### Liste des tâches
(1) Répondez aux questions suivantes à partir de la chronique sur Lovecraft et la bande dessinée.
(a) Quelle passion d'adolescence est évoquée au début ?
(b) Que cherche à faire la série de chroniques, plutôt que de s'intéresser seulement aux adaptations graphiques ?
(c) Pourquoi les monstres de Lovecraft ne peuvent-ils pas être décrits, selon le texte ?
(2) Reprenez la chronique sur Lovecraft et la bande dessinée à la suite de sa dernière phrase et poursuivez-la.

### Extrait fourni
Dessiner l’indescriptible : Lovecraft et les auteurs de bande dessinée – Breccia

Evoquer il y a quelques semaines les thématiques horrifiques m’a donné envie de revenir à l’une de mes passions d’adolescence : Howard Philip Lovecraft. Paradoxalement, je n’ai jamais cherché à lire les multiples adaptations en bande dessinée du maître de l’horreur cosmique, telles qu’elles sont listées sur ce site, par exemple. Et ce sera bien le sens de cette série de chroniques : non pas (seulement) s’intéresser aux adaptations graphiques de Lovecraft mais plutôt s’interroger sur la façon dont Lovecraft a influencé certains auteurs dont l’univers graphique se rapproche, ou s’explique, par l’ombre porté par l’auteur de L’appel de Cthulhu ou La couleur tombé du ciel.

Parce que, quand on y pense, cette influence de Lovecraft sur des univers graphiques est un palpitant paradoxe : l’un des traits de son écriture étant de jouer sur l’impossibilité de décrire les monstres et les terreurs rencontrées par ses héros, à la raison que les formes des créatures lovecraftiennes dépassent l’entendement humain. Dès lors, comment représenter l’irrépresentable ? Comment des images peuvent surgir derrière de simples mots ? Chacun des auteurs présenté dans ces chroniques représentent une forme d’influence possible de Lovecraft sur la bande dessinée.

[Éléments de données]

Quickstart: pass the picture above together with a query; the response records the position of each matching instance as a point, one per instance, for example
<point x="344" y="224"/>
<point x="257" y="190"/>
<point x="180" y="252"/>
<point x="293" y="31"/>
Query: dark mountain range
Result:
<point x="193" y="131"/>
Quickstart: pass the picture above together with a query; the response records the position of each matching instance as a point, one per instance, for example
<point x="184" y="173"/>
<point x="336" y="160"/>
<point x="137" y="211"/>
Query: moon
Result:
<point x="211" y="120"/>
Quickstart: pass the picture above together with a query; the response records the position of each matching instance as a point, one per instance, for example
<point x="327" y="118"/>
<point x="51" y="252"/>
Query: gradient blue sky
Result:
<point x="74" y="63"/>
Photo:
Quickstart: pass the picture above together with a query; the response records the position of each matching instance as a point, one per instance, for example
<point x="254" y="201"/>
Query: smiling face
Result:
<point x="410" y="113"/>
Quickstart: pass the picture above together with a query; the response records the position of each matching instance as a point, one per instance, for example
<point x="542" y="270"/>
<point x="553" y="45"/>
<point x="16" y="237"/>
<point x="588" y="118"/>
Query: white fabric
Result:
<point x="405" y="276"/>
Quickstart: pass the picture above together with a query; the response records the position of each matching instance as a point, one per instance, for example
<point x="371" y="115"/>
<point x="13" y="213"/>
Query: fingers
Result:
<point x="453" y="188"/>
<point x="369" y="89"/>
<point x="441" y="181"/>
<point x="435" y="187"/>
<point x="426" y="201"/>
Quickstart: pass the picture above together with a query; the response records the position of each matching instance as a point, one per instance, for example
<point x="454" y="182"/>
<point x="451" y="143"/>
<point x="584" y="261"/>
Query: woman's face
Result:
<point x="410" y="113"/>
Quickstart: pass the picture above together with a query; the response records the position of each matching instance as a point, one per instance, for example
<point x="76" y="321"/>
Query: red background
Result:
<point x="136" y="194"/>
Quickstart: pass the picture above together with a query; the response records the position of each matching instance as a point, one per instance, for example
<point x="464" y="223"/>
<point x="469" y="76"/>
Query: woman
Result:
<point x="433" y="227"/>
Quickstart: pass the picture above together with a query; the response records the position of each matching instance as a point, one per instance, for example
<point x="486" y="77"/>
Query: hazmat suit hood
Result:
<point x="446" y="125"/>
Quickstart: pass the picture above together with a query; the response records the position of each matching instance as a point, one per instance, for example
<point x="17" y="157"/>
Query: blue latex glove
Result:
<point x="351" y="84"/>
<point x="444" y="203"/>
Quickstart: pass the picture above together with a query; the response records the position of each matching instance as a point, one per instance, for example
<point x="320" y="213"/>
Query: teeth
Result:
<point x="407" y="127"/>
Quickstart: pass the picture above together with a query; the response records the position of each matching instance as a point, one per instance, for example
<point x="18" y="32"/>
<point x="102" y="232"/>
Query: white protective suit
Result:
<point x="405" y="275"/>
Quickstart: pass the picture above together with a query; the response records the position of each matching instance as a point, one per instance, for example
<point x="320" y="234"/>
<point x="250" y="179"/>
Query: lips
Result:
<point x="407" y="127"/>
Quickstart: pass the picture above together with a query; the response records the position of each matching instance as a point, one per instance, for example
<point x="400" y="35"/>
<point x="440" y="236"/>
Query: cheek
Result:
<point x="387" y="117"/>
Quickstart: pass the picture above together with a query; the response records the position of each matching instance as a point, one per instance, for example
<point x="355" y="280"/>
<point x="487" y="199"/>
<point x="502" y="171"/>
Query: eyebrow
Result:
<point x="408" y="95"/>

### Résultats des tâches
(1)
(a) Howard Philip Lovecraft.
(b) S'interroger sur la façon dont Lovecraft a influencé certains auteurs dont l'univers graphique se rapproche de son ombre ou s'explique par elle.
(c) Parce que les formes des créatures lovecraftiennes dépassent l'entendement humain.

(2)
Breccia : un dessinateur littéraire

A tout seigneur tout honneur, il me semblait indispensable de commencer par le dessinateur qui, entre tous, est à mes yeux celui qui a su le mieux illustrer Lovecraft : Alberto Breccia. Le dessinateur argentin demande-t-il à être présenté ? Pour ceux qui connaîtraient peu ou mal son oeuvre, je vous renvoie aux abondants écrits francophones le concernant : l’interview par Latino Imparato, publiée en 1992 sous le titre Alberto Breccia, ombres et lumières, le dossier d’articles qui lui ont été consacrés dans la revue Neuvième art entre 2010 et 2013 ou encore l’excellent site web qui lui est dédié, non officiel mais très complet et très beau. C’est principalement de ces références que je tire mes informations.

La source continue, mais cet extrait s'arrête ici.